--- begin Selection ---

Strong stories are built on strong foundations, and the same is true for characters. While every protagonist is different, believable characters tend to share a few essential building blocks. These key elements shape your main character traits, guide character development, and guarantee your protagonist will feel like a real person, rather than a plot device. 

A Clear Goal or Desire 

At the core of every compelling main character is a want – something they are actively trying to pursue. 

This desire doesn’t need to be grand or world-ending. It can be as simple as looking for security, love, recognition, or escape. What matters is that the goal gives your character purpose and forces them to make decisions. 

It’s also helpful to distinguish between: 

  • What your main character wants: the external goal driving the plot
  • What your main character needs: the internal truth or emotional shift they resist. 

Internal Conflict 

Internal conflict is what turns an interesting idea into a fully realised person. It’s the fear, flaw, contradiction, or emotional wound your main character has with them. 

This might be:

  • A deep insecurity
  • A moral contradiction 
  • Unresolved grief or guilt
  • A belief that is quietly holding them back 

Explosions, maniacal villains and jaw-dropping plot twists are exciting, internal stakes matter more than external ones when it comes to reader investment. Readers care not just about whether your character succeeds, but what that success or failure means to them on an emotional level. 

A strong main character is rarely at war only with the world – they’re also at war with themselves. 

External Obstacles

External obstacles are the pressures that force your main character’s inner life into the open. These can include: 

  • Antagonists 
  • Social expectations
  • Environmental danger
  • Time constraints or moral dilemmas

The key is that obstacles shouldn’t exist just to complicate the plot. They need to challenge your character’s values, fears, and beliefs, pushing them to act in ways that show who they really are. 

When plot pressure is doing its job, the character is exposed through action. Every choice your main character makes under stress deepens their character development and helps transform them from an idea on the page into someone we readers genuinely believe in. 


Check Out Our Guide On How To Write Vivid Character Descriptions


How To Make A Main Character Relatable 

One of the most common questions writers ask is how to make a main character relatable – and it’s also where a lot of unhelpful advice creeps in. Too often, “relatable” gets confused with “likeable,” leading to bland, overly polite characters who never upset anyone and never feel real.

--- end Selection ---
--- begin Supplied records ---

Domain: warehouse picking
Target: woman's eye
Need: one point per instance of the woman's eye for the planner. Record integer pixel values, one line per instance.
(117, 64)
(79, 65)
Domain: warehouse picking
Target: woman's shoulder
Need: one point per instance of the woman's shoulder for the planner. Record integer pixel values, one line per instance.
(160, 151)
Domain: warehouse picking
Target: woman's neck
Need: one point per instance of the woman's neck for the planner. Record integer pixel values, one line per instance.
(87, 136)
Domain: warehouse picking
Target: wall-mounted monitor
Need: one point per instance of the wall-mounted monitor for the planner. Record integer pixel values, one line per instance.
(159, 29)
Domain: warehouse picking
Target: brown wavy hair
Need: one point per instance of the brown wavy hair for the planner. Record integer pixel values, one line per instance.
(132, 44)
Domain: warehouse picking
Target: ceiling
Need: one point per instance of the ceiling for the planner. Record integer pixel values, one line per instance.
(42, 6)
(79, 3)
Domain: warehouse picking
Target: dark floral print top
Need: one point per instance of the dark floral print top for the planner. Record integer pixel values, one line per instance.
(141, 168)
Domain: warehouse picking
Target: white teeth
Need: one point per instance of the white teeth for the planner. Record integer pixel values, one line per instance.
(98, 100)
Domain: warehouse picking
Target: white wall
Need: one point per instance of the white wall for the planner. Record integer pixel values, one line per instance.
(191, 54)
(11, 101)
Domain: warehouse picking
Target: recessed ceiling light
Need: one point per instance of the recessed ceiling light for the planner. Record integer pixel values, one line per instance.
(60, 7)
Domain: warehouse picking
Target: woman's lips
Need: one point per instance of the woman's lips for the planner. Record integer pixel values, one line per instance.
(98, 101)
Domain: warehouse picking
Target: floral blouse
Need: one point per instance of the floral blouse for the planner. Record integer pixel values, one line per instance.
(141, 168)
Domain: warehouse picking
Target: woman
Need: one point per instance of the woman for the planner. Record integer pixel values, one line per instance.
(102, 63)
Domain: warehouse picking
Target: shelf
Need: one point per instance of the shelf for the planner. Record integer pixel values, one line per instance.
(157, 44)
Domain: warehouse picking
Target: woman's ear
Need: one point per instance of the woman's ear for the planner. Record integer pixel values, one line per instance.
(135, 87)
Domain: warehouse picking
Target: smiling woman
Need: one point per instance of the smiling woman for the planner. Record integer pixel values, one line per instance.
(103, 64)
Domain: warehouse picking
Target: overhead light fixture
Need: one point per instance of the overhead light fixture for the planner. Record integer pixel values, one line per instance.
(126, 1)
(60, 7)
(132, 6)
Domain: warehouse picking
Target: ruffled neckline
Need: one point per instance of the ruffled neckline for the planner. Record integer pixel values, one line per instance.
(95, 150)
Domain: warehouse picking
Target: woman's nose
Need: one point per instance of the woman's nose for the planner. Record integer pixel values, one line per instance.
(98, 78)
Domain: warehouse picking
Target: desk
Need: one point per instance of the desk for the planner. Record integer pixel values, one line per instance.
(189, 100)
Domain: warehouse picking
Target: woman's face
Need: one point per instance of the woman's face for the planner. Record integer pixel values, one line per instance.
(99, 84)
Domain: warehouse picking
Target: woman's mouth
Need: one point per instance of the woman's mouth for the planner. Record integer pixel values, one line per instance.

--- end Supplied records ---

• Request: From the passage on building main characters, please pull out the part that opens with the words containing "A strong main" and closes with "genuinely believe in.", copied word for word.

• The answer:
A strong main character is rarely at war only with the world – they’re also at war with themselves. 

External Obstacles

External obstacles are the pressures that force your main character’s inner life into the open. These can include: 

  • Antagonists 
  • Social expectations
  • Environmental danger
  • Time constraints or moral dilemmas

The key is that obstacles shouldn’t exist just to complicate the plot. They need to challenge your character’s values, fears, and beliefs, pushing them to act in ways that show who they really are. 

When plot pressure is doing its job, the character is exposed through action. Every choice your main character makes under stress deepens their character development and helps transform them from an idea on the page into someone we readers genuinely believe in.